(THE INPUT):
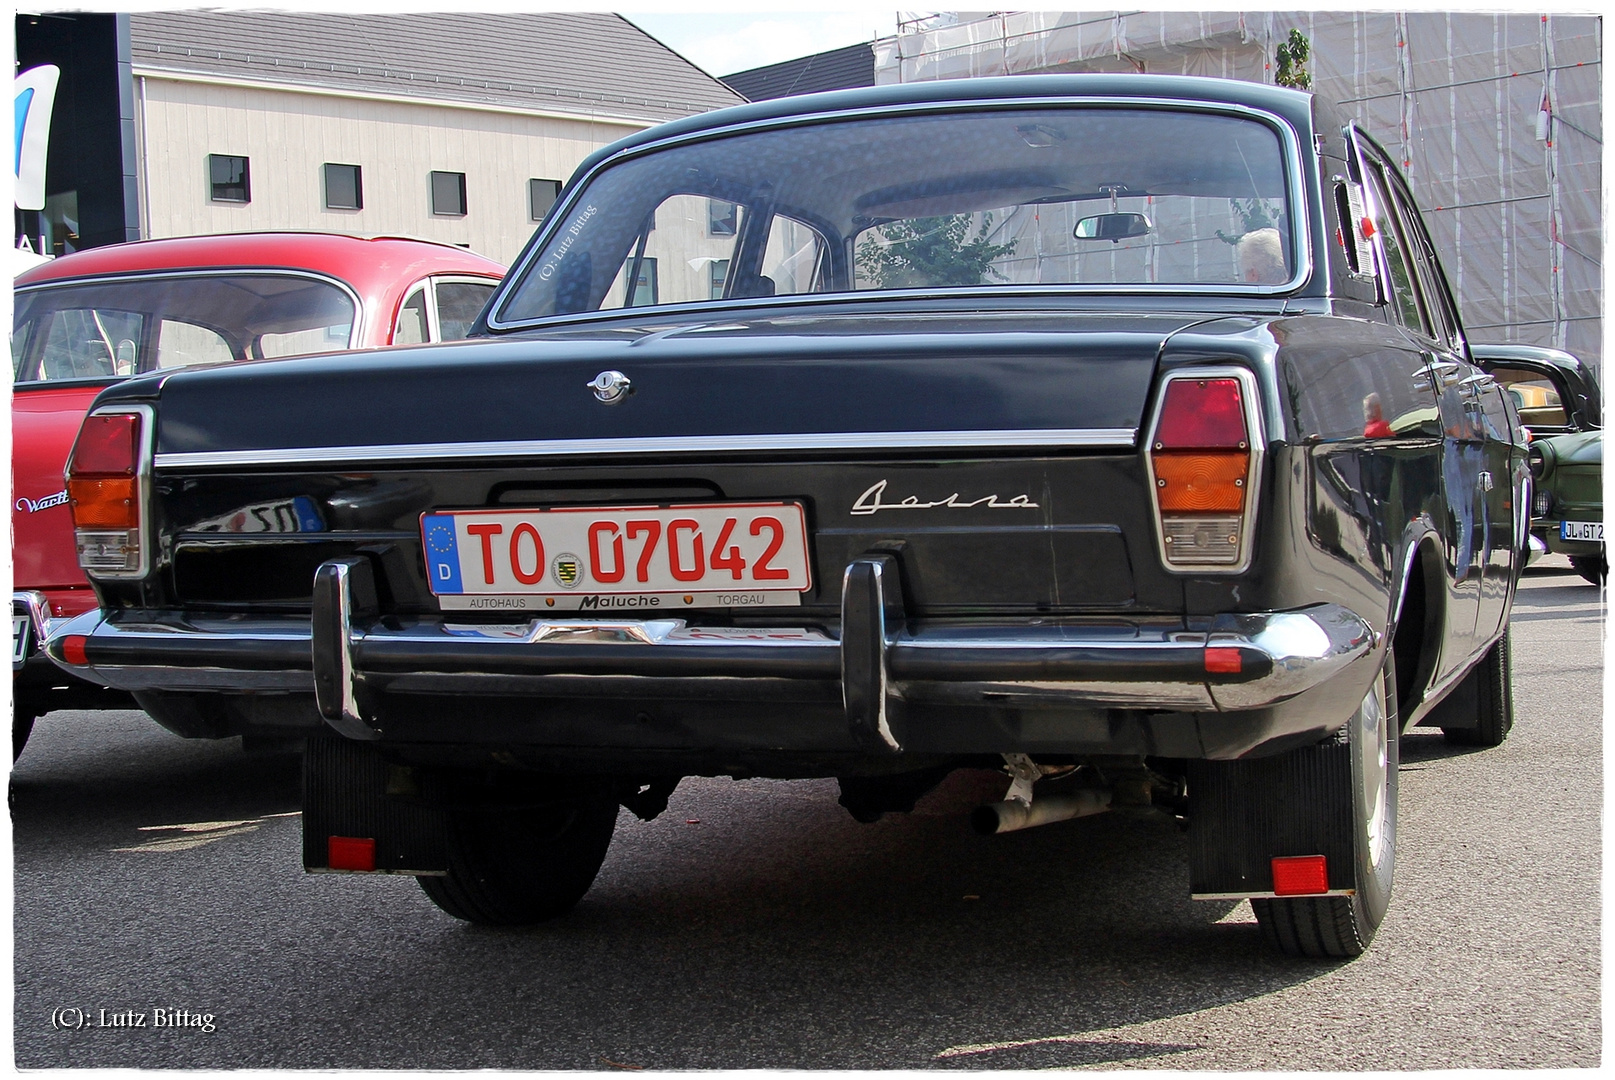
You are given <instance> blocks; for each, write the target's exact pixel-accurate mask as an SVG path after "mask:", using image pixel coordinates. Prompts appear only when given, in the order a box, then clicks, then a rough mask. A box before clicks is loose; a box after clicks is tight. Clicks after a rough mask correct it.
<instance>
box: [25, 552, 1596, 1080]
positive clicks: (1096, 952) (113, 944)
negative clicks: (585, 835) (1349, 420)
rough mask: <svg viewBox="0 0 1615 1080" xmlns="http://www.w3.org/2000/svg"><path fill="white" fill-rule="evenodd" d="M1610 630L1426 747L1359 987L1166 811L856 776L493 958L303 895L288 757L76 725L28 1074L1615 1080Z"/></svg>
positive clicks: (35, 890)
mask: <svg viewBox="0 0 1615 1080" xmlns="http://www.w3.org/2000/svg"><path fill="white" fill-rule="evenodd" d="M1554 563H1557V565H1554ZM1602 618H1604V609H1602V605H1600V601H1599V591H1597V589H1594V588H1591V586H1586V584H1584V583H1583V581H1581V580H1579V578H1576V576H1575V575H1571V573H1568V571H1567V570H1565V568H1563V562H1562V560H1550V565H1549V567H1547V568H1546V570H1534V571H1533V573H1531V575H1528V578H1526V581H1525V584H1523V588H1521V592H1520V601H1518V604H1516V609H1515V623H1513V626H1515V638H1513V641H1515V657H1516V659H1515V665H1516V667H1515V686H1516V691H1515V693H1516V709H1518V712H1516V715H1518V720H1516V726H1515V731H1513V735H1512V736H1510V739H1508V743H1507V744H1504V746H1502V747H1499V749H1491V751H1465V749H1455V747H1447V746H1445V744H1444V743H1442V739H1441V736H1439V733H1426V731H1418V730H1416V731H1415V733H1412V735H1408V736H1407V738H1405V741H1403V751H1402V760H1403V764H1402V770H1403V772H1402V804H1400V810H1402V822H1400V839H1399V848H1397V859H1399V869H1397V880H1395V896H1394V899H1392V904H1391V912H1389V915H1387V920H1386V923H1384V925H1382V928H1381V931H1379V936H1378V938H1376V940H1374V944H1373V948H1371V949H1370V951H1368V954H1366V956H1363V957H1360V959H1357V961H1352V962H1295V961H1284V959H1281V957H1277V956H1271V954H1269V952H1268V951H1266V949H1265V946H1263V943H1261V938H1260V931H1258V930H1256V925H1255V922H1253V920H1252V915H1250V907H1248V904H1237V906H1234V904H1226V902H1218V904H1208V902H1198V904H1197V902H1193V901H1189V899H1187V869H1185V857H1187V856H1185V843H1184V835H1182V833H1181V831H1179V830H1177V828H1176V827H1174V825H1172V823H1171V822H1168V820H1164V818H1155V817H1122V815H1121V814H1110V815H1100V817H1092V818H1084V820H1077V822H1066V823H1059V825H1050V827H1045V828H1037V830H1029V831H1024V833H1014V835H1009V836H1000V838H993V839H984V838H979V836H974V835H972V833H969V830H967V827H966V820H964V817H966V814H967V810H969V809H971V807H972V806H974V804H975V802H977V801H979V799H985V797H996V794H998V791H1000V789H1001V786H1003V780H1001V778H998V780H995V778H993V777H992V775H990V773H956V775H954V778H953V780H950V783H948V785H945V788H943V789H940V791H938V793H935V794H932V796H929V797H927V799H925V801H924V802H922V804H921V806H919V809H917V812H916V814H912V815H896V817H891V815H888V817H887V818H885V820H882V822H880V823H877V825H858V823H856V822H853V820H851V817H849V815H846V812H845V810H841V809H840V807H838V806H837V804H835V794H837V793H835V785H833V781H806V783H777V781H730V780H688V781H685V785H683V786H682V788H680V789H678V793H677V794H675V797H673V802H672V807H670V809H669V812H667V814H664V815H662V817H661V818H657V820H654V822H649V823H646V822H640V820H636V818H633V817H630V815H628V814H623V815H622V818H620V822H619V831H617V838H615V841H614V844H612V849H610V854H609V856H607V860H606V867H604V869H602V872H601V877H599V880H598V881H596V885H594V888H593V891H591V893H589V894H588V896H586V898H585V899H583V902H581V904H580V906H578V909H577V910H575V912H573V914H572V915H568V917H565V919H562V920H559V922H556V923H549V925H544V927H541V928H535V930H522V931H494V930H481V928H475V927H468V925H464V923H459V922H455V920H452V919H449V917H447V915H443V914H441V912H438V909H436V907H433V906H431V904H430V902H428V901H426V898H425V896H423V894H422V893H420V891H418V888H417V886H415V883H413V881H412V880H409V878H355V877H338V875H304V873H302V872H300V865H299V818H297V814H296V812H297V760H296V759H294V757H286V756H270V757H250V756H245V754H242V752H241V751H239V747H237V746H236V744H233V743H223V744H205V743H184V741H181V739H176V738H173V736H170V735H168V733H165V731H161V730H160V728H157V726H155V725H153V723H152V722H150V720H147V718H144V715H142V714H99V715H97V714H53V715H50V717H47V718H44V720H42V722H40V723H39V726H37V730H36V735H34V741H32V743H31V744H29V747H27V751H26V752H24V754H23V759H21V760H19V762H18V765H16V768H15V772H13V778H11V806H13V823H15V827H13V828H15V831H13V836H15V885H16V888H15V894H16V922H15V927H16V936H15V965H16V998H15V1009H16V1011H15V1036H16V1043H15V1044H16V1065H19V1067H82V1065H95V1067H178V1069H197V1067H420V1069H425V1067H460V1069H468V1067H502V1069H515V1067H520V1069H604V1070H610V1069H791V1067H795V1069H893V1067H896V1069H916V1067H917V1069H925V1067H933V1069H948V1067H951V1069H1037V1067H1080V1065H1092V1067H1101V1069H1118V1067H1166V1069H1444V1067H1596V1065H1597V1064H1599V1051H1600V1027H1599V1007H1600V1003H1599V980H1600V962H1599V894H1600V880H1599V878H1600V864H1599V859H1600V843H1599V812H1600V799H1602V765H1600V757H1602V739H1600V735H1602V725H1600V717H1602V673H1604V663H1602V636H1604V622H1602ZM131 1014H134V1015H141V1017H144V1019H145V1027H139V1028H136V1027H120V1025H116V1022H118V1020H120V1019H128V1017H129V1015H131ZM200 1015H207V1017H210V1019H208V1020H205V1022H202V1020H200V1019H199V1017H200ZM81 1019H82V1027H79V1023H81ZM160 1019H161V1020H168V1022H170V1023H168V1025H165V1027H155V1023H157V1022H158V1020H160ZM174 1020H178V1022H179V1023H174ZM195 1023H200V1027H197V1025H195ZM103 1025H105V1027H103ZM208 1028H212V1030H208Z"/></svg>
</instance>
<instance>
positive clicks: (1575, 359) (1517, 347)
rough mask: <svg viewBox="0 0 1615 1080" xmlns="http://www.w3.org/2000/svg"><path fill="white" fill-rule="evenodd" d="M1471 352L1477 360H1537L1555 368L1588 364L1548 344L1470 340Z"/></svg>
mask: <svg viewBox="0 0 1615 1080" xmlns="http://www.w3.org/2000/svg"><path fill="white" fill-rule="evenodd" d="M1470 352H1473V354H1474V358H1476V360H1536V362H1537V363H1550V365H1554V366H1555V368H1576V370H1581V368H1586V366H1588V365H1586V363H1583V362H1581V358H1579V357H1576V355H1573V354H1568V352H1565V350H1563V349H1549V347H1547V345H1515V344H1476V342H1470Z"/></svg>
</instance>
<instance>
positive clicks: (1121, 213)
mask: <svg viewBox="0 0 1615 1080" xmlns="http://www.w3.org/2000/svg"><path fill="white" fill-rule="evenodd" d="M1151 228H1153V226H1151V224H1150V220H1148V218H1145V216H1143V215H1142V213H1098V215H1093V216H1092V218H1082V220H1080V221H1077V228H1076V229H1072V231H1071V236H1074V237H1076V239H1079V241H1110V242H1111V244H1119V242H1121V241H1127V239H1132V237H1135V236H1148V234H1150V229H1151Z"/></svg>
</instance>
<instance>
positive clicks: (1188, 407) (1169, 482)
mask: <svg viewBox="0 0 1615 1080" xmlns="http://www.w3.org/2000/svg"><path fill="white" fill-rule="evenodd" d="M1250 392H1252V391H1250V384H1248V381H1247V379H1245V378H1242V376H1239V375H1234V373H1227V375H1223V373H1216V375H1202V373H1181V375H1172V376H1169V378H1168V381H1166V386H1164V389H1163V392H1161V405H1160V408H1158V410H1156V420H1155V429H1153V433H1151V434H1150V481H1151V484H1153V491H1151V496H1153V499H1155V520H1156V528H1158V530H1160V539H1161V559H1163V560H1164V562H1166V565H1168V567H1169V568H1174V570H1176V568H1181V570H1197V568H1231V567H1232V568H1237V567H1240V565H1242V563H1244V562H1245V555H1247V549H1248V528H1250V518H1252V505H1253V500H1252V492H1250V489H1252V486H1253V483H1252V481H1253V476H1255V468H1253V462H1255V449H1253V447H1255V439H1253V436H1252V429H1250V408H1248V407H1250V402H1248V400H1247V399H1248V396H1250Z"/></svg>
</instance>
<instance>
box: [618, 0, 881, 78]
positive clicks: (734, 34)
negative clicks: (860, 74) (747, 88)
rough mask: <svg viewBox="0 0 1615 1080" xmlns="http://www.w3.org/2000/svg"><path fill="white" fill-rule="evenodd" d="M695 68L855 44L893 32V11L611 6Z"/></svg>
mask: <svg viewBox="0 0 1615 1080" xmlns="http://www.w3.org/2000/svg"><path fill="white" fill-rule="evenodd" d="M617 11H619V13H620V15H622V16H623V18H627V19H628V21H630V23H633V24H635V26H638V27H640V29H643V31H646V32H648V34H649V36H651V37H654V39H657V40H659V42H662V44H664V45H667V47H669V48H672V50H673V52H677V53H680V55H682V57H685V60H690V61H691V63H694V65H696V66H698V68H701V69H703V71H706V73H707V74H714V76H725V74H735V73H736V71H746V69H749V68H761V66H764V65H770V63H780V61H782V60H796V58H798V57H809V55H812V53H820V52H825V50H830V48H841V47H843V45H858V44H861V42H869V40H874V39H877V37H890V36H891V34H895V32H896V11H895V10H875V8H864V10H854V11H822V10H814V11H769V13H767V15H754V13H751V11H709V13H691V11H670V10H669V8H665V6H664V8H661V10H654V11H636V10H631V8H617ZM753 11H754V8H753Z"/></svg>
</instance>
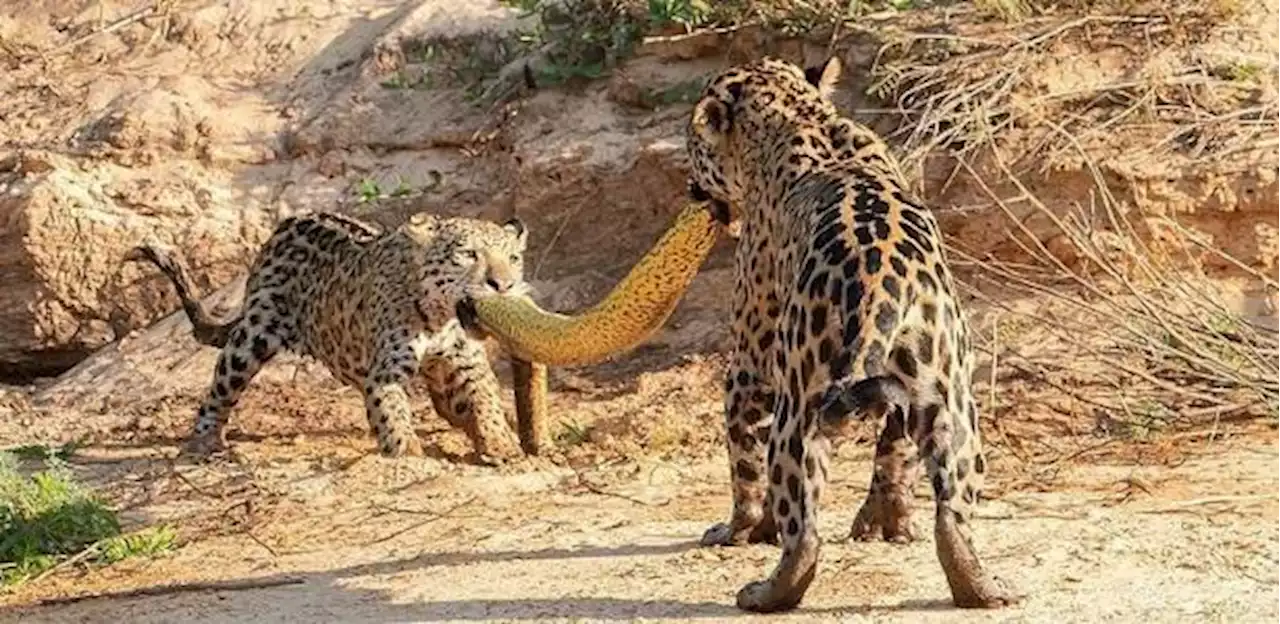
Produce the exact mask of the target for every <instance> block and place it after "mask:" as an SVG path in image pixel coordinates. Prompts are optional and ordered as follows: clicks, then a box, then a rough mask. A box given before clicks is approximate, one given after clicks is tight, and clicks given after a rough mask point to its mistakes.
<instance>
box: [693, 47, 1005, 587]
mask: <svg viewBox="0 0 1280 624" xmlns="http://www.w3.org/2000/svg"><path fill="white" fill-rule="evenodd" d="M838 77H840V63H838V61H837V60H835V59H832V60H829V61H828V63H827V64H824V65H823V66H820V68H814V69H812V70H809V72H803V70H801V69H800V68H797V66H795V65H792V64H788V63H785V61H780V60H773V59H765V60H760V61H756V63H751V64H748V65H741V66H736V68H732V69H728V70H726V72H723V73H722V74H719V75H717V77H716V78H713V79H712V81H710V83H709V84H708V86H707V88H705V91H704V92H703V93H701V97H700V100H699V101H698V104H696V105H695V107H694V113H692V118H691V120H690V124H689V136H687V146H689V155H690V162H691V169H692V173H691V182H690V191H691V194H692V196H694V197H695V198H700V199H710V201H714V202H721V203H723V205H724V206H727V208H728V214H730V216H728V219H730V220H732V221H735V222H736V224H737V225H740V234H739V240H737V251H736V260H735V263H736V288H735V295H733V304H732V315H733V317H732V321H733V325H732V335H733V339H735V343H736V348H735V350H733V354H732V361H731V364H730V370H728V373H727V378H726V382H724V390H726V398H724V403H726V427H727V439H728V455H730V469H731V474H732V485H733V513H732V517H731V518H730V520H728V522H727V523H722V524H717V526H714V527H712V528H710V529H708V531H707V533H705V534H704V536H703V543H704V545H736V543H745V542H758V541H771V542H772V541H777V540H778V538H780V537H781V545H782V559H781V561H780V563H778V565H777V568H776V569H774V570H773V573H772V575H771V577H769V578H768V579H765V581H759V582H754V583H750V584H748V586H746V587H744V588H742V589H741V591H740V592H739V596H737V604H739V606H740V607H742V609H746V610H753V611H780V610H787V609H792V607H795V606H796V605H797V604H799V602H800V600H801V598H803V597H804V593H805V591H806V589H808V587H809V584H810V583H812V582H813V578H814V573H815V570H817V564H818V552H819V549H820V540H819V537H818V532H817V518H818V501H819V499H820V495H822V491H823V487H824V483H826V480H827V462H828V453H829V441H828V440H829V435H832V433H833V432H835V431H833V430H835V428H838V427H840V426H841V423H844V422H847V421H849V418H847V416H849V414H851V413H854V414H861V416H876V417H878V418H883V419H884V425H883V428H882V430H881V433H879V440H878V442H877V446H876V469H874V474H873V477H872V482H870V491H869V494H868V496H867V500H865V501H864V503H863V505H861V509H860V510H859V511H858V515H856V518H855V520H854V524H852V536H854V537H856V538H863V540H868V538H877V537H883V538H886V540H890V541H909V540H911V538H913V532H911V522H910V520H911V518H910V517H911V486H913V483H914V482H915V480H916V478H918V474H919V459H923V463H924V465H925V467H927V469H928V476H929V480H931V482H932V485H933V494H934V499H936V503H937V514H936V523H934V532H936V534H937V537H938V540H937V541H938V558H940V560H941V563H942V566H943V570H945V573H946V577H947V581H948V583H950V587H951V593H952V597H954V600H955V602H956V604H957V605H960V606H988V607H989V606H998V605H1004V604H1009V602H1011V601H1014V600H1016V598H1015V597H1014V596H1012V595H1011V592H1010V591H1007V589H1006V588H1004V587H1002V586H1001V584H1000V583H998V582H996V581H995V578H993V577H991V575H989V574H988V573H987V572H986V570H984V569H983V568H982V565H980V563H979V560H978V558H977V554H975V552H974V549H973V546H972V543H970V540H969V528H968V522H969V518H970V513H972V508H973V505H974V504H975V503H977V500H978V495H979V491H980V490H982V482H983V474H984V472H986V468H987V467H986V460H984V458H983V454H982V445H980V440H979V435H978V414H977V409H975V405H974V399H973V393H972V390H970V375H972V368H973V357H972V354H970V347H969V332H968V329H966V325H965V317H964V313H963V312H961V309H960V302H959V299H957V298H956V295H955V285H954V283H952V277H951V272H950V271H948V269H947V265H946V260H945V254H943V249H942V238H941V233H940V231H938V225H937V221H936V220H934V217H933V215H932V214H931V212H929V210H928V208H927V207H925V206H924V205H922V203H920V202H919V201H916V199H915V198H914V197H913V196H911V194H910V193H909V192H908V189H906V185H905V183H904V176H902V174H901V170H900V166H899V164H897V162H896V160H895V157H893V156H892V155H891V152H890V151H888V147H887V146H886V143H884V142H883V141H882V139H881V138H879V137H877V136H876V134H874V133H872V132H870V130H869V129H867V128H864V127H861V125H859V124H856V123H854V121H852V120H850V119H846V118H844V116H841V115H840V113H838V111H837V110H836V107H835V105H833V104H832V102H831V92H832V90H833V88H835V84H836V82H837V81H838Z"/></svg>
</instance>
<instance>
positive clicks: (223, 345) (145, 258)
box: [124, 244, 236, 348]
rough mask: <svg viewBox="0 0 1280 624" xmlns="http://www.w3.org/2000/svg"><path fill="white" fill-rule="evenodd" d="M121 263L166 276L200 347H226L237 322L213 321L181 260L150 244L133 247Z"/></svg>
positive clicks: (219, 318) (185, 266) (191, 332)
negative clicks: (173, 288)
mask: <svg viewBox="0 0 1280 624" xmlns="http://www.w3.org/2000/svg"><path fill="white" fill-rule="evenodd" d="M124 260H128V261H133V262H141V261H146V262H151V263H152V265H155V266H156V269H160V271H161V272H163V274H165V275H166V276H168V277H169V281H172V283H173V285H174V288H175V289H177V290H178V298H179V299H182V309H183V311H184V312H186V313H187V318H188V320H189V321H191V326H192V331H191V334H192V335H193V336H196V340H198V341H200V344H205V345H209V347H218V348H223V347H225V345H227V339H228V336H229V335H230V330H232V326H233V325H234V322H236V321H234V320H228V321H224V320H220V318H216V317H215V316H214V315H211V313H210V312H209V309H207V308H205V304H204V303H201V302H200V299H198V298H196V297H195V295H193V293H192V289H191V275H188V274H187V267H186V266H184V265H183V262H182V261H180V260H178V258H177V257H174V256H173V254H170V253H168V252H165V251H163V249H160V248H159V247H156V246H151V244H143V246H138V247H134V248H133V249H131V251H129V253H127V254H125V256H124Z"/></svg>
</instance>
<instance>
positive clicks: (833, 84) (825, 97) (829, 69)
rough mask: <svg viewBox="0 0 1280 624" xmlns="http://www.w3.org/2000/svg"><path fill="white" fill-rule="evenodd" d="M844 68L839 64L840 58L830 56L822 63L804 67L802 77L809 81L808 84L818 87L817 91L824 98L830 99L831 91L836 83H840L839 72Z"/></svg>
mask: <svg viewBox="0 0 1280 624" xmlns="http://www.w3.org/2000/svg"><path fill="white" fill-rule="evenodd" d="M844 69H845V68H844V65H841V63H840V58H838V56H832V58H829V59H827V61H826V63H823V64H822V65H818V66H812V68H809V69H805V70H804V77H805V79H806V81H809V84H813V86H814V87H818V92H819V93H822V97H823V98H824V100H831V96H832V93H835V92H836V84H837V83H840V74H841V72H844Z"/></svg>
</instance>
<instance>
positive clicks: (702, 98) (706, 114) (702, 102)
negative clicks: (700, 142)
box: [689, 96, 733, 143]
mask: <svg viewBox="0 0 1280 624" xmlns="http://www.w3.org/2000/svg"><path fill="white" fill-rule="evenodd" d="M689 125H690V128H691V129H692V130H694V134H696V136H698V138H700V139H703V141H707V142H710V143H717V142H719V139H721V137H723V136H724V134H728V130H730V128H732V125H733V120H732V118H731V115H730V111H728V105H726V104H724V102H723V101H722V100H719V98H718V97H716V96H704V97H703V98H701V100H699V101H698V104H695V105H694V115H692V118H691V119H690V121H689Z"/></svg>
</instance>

(WORK INSTRUCTION): Convert the stretch from the first of the lines through the line containing "positive clicks: (35, 890)" into a Markdown table with the columns Row and Line, numbering each line and skipping any blank ones. Include only that stretch, and leave the pictures out.

(EXERCISE RESPONSE):
| Row | Line |
|---|---|
| 1 | You are given <instance> blocks; for each, write the target's exact pixel-accurate mask as an SVG path after "mask:", using image pixel coordinates. Prompts appear only when given, in the order a box, then clicks, then a rough mask. A box before clicks is loose; a box after clicks is tight. Clicks after a rough mask correct it. |
| 2 | <instance> |
| 3 | box: [25, 552, 1596, 1080] |
| 4 | positive clicks: (1096, 952) (113, 944) |
| 5 | negative clicks: (585, 835) (1349, 420) |
| 6 | rough mask: <svg viewBox="0 0 1615 1080" xmlns="http://www.w3.org/2000/svg"><path fill="white" fill-rule="evenodd" d="M1610 630L1426 747L1359 987L1166 811L856 776L493 958L303 895L288 757L76 725L28 1074L1615 1080Z"/></svg> |
| 7 | positive clicks: (35, 890) |